*Work request*.
When you reach the line containing "For every instance of the bank", begin copying exactly, and keep going through the last line of the records below, copying nothing before it.

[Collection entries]

Segment Open

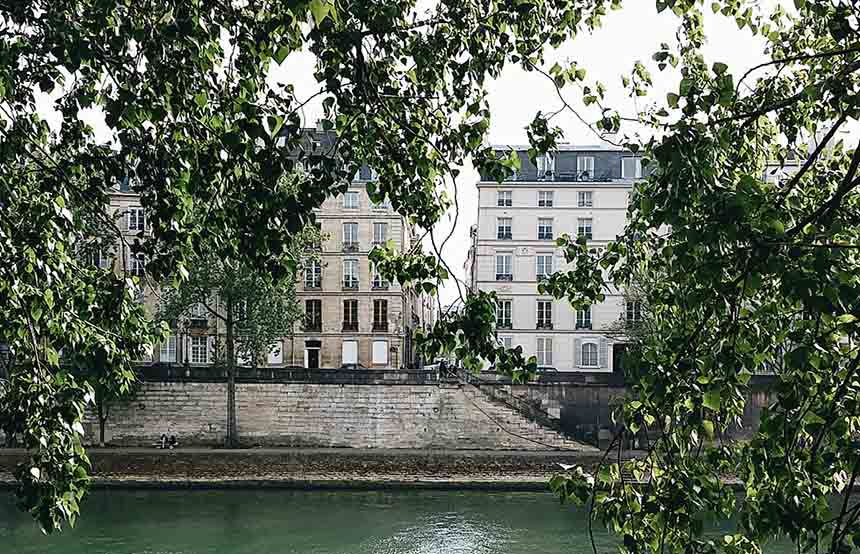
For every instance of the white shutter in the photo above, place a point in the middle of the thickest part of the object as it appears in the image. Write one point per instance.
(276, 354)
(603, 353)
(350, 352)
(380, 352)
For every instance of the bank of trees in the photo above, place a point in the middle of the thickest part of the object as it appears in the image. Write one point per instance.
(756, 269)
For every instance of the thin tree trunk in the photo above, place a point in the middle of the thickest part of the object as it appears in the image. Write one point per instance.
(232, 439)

Segment Closed

*Problem solution*.
For every instance of the bank of trees in the photo above, place a point in the middle of the thickest part of the object as it appears in the image. Write one point per instance.
(756, 269)
For every instance of the thin tree trunk in the photo above, place a point in the middle of the thickest part of the object as it appears in the image. Write one point per instance.
(232, 439)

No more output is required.